Your copy should match the entries below exactly, apart from the images.

##########

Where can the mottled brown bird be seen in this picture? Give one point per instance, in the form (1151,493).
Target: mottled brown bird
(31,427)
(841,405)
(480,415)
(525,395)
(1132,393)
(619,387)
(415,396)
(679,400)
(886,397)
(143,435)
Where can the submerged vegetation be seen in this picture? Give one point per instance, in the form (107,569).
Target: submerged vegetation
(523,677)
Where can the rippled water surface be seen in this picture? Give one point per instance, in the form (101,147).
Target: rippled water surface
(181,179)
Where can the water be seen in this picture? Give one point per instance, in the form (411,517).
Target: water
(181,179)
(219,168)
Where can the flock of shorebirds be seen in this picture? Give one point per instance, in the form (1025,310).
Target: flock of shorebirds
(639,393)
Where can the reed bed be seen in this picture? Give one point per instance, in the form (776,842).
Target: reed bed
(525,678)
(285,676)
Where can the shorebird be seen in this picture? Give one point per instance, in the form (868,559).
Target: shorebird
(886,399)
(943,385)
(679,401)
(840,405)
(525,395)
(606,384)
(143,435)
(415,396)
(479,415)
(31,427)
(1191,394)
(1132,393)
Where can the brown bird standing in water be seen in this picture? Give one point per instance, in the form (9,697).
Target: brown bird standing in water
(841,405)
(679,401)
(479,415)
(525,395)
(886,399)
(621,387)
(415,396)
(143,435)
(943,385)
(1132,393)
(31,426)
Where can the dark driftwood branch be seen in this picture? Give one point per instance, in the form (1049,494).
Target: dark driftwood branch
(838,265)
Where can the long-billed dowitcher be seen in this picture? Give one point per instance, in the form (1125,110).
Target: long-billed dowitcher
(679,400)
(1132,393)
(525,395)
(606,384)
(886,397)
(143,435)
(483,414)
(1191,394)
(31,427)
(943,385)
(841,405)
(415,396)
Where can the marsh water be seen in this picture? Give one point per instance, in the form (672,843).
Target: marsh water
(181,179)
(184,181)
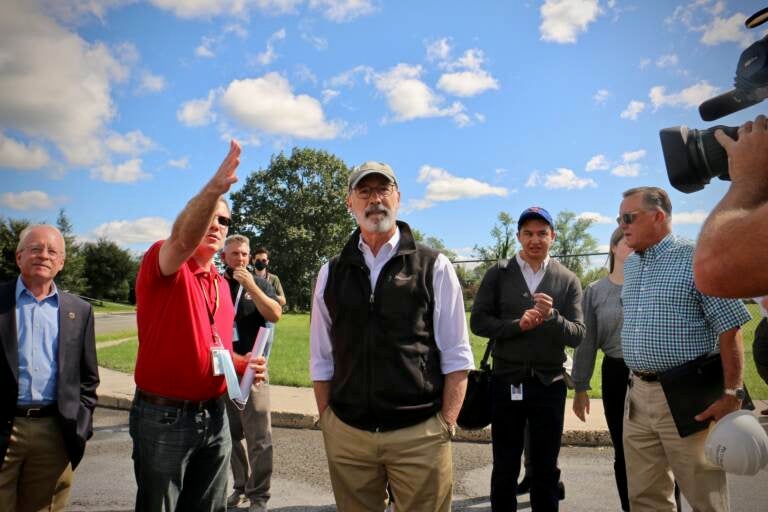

##########

§ TASK RESPONSE:
Where can the mottled brown bird be seen in this picture? Give one point per instance, in the form (1151,493).
Target: mottled brown bird
(31,427)
(841,405)
(480,415)
(525,395)
(1132,393)
(619,387)
(415,396)
(679,400)
(886,397)
(143,435)
Where can the submerged vegetation be seen in this picture? Give one point per instance, in the form (107,569).
Target: submerged vegetation
(523,677)
Where can the rippled water surface be seen in this picture? Give one point per instance, in the form (101,147).
Target: rippled water surface
(181,179)
Where can the water be seen in this picture? Give one point per instance, in the form (411,517).
Target: water
(181,179)
(219,168)
Where can the flock of shorebirds be seen in this picture? Give one point per instance, in the form (1025,310).
Target: flock of shorebirds
(639,393)
Where can the reed bed be seen in this picture? Give one point per instance, in the form (776,842).
Target: reed bed
(525,678)
(285,676)
Where can the shorebird be seen in this picture? Give one point per instance, in the form (868,559).
Target: shorebird
(886,399)
(943,385)
(679,401)
(840,405)
(525,395)
(606,384)
(143,435)
(415,396)
(479,415)
(31,427)
(1191,394)
(1132,393)
Where can the brown bird standing in water be seen in this picture? Give one point per instance, in the form (9,697).
Target: brown bird standing in water
(841,405)
(679,401)
(479,415)
(525,395)
(886,399)
(621,387)
(415,396)
(143,435)
(943,385)
(1132,393)
(31,426)
Where can the dark driftwood branch be seen in this picture? Give one point per instance, in the form (1049,494).
Target: dark driftwood branch
(838,265)
Where can the long-billed dowitcher be seen in this picture? Give one point per instance, in the form (1125,110).
Target: long-billed dowitcher
(679,400)
(1132,393)
(525,395)
(606,384)
(886,397)
(143,435)
(483,414)
(1191,394)
(31,427)
(943,385)
(841,405)
(415,396)
Where can the marsh water be seen in this picture? Give one point per instance, in the form (672,843).
Target: marsh water
(181,179)
(184,181)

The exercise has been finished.